#### [Task details]
The answer must be an exact copy of every record.

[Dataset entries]
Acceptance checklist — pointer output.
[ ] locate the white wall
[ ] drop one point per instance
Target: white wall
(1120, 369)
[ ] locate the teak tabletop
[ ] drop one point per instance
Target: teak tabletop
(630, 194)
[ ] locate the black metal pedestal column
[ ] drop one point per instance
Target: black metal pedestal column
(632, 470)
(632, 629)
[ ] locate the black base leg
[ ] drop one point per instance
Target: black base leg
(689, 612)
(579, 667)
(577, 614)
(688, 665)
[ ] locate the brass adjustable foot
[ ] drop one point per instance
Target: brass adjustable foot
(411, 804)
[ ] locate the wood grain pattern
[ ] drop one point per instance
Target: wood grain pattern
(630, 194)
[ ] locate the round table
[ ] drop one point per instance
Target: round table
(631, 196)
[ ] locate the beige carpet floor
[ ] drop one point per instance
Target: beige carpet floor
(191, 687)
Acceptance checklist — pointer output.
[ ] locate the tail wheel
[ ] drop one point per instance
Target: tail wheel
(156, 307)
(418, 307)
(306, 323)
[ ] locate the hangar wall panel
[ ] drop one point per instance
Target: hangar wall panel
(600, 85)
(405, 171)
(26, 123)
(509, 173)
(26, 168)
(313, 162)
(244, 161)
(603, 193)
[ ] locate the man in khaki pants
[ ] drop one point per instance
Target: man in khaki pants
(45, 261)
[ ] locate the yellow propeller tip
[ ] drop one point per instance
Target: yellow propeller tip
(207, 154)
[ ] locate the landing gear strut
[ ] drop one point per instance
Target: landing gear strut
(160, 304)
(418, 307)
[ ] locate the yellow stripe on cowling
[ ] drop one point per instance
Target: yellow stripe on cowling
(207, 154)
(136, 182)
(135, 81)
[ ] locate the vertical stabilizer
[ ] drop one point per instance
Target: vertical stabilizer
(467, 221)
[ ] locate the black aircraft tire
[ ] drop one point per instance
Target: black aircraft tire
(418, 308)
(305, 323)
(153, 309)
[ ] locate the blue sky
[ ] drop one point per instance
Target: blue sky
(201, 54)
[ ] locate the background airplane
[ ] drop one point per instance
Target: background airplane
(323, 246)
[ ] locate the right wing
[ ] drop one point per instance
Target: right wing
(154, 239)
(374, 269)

#### [Exercise answer]
Acceptance checklist — pointer output.
[ ] locate the white wall
[ ] drop one point per instance
Target: white wall
(1120, 369)
[ ] locate the teak tabletop
[ ] drop one point per instance
Target: teak tabletop
(630, 194)
[ ] locate the black metal pedestal column
[ ] drop one point per instance
Target: black metal pedestal column
(632, 470)
(632, 629)
[ ] locate the black base leg
[ ] drop one point per instance
Target: black base leg
(689, 612)
(579, 667)
(577, 614)
(688, 665)
[ ] locate the brass adjustable foot
[ ] drop one point per instance
Target: brass adjustable foot
(411, 804)
[ ] locate the wood grain pattern
[ ] drop one point per instance
Target: wood grain pattern
(630, 194)
[ ] locate the round table
[ ] drop one point per instance
Target: round table
(631, 196)
[ ] locate the beige carpet floor
[ ] drop one point per instance
Target: beige carpet floor
(191, 687)
Acceptance checklist — pointer output.
[ ] locate the tail wheel
[ ] drop one point per instance
Target: tail wheel
(156, 307)
(418, 307)
(306, 323)
[ ] locate the hangar wall panel
[ ] drop one point per instance
Target: hangar wall panel
(600, 85)
(405, 171)
(26, 123)
(509, 173)
(26, 168)
(313, 162)
(244, 161)
(603, 193)
[ ] locate the man in khaki pants
[ ] drop one point per instance
Target: man in khaki pants
(45, 261)
[ ] locate the yellow propeller tip
[ ] drop one point per instance
Target: yellow propeller tip
(207, 154)
[ ] locate the landing gear strut
[ ] drop one point per instance
Target: landing gear strut
(160, 304)
(418, 307)
[ ] locate the yellow stripe on cowling
[ ] drop one point per instance
Target: yellow stripe on cowling
(207, 154)
(136, 182)
(135, 81)
[ ] locate the vertical stabilizer
[ ] drop one point per instance
Target: vertical stabilizer
(467, 221)
[ ] locate the black aircraft tire
[ ] drop one point per instance
Target: black aircraft tire
(418, 308)
(305, 323)
(153, 309)
[ ] locate the blue sky
[ ] drop one point per instance
Target: blue sky
(201, 54)
[ ] locate the background airplane
[ ] drop one point per instance
Target: background airplane
(323, 246)
[ ] locate the right wing
[ ] drop one point per instance
Target: right wing
(154, 239)
(374, 269)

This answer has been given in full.